*Tasks to perform*.
1) From the Lexer.hpp page, copy word for word the part that opens with the words containing "Alternatively, an entire" and closes with "within a Lexer.".
2) Answer these questions using the Lexer.hpp page:
(a) What does AddToken(name, regex) return?
(b) What status is listed under the note?
(c) What does the Print function of TokenInfo print out?

*Source text*.
########

Lexer.hpp

A general-purpose, fast lexer.

Build a lexer that can convert input strings or streams into a series of provided tokens.

Use AddToken(name, regex) to list out the relevant tokens. ‘name’ is the unique name for this token. ‘regex’ is the regular expression that describes this token. It will return a unique ID associated with this lexeme.

IgnoreToken(name, regex) uses the same arguments, but is used for tokens that should be skipped over.

Names and IDs can be recovered later using GetTokenID(name) and GetTokenName(id).

Tokens can be retrieved either one at a time with Process(string) or Process(stream), which will return the next (non-ignored) token, removing it from the input.

Alternatively, an entire series of tokens can be processed with Tokenize().

Finally, GetLexeme() can be used to retrieve the lexeme from the most recent token found.

Note

Status: BETA

struct TokenInfo
#include <Lexer.hpp>

Information about an individual TYPE of token to be processed within a Lexer.

Public Functions

inline TokenInfo()
inline TokenInfo(const std::string &_name, const std::string &_regex, int _id, bool _save_l = true, bool _save_t = true, const std::string &_desc = "")
TokenInfo(const TokenInfo&) = default
TokenInfo(TokenInfo&&) = default
TokenInfo &operator=(const TokenInfo&) = default
TokenInfo &operator=(TokenInfo&&) = default
inline void Print(std::ostream &os = std::cout) const

Print out the status of this token (for debugging)

Public Members

std::string name

Name of this token type.

########

*Data records*.
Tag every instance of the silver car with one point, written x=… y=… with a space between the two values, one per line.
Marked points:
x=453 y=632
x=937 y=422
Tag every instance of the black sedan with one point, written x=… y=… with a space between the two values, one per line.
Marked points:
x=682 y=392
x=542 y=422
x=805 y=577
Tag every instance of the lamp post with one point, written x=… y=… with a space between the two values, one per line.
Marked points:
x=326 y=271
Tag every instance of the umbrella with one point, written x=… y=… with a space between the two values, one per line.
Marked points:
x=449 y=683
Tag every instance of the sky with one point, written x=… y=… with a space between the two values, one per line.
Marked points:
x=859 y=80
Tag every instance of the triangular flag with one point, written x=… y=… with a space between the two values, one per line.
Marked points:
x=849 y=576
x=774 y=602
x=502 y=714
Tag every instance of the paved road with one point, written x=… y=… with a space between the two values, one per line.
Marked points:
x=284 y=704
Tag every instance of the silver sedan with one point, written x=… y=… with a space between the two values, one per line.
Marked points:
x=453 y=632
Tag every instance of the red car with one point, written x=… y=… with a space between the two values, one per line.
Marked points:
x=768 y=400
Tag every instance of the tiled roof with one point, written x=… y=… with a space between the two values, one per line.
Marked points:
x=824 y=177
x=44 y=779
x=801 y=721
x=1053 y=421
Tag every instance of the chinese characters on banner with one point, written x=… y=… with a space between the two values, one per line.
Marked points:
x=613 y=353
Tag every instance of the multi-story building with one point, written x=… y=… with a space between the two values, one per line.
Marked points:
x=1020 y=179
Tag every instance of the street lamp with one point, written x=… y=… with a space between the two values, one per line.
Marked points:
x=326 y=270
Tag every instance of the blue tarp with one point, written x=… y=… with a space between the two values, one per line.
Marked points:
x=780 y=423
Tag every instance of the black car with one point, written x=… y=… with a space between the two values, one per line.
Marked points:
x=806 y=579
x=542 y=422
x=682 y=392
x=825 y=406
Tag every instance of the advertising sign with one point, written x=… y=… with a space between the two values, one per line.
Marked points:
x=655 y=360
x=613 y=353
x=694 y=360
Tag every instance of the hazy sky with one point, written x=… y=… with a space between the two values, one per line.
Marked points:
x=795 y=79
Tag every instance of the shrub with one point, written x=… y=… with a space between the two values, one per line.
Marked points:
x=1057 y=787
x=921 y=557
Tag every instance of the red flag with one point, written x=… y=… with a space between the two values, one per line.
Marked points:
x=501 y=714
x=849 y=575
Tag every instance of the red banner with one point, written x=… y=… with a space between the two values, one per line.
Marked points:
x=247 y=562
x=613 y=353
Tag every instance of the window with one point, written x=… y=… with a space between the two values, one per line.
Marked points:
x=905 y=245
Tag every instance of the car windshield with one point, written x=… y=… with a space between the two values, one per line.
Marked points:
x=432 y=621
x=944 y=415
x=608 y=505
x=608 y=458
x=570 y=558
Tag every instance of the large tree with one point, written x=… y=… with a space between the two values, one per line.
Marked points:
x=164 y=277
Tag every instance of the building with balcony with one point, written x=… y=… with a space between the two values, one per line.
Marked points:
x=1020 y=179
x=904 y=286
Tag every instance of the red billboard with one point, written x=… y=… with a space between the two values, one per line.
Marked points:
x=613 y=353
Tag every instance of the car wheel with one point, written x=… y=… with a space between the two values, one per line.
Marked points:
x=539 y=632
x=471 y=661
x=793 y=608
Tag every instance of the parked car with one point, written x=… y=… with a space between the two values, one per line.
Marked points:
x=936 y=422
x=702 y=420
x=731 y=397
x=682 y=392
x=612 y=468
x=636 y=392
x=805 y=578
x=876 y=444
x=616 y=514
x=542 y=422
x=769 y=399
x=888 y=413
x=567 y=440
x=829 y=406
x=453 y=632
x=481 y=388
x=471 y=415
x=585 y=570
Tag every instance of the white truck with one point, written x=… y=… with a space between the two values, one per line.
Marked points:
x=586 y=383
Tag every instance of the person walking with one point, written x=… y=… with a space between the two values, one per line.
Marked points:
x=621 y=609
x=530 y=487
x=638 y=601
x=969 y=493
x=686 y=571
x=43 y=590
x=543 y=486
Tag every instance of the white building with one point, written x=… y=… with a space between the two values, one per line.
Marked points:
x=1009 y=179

########

*In response*.
1)
Alternatively, an entire series of tokens can be processed with Tokenize().

Finally, GetLexeme() can be used to retrieve the lexeme from the most recent token found.

Note

Status: BETA

struct TokenInfo
#include <Lexer.hpp>

Information about an individual TYPE of token to be processed within a Lexer.

2)
(a) A unique ID associated with the lexeme.
(b) BETA.
(c) The status of the token, for debugging.